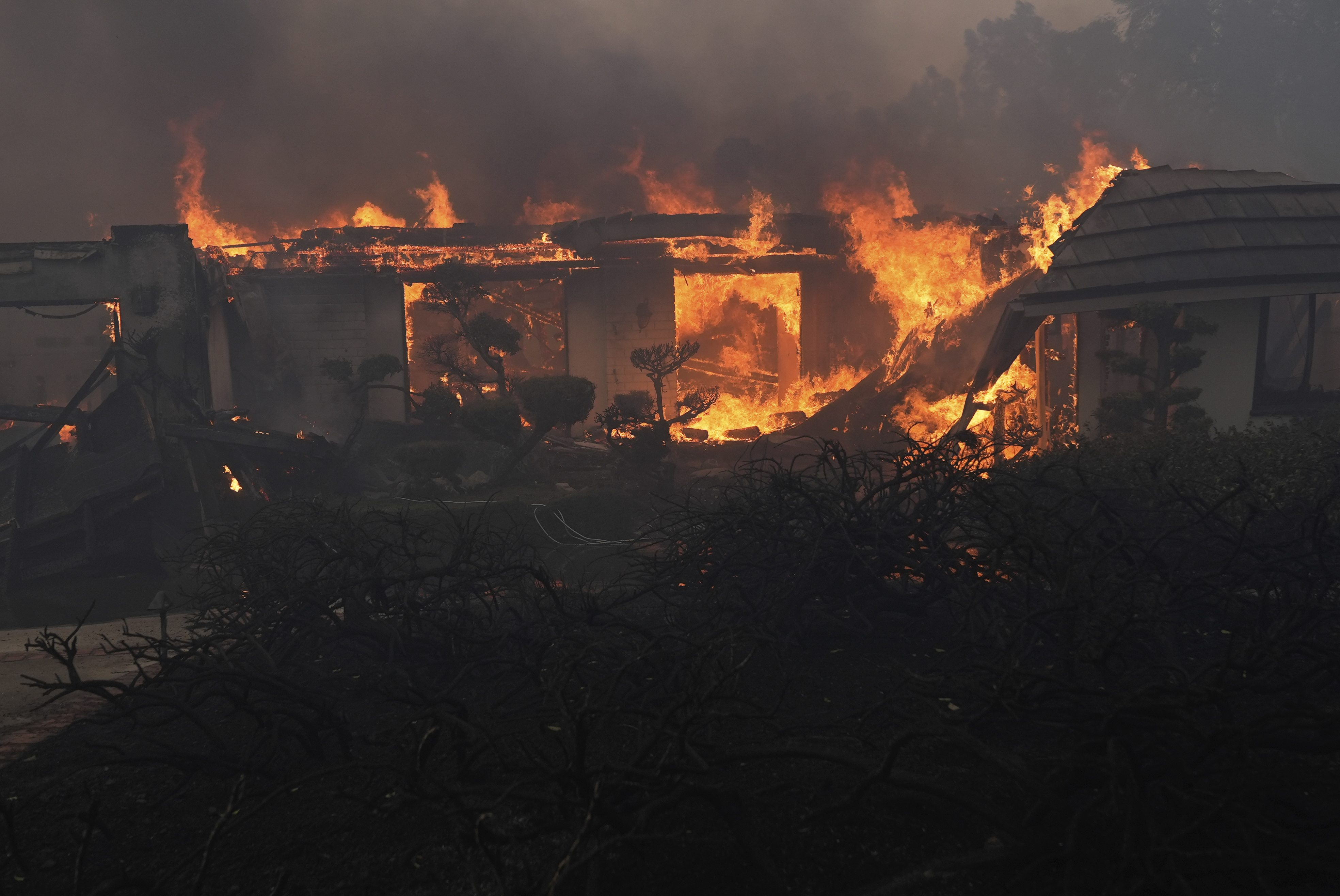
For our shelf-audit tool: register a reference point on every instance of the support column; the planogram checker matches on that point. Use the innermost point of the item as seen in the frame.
(1044, 404)
(648, 287)
(788, 362)
(384, 313)
(1089, 370)
(818, 297)
(220, 361)
(584, 299)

---

WHAT THE TASK ASKS
Reproduce the data above verbatim, including the text and every coordinate pair, and omit the picture.

RESPONSE
For our shelf-audit tool: register a reference point on every instance of the support column; the planogram checker matches on that point. Use the innermost point of the item as seen in the frame.
(1044, 404)
(648, 287)
(788, 362)
(384, 313)
(1089, 370)
(818, 297)
(220, 361)
(584, 299)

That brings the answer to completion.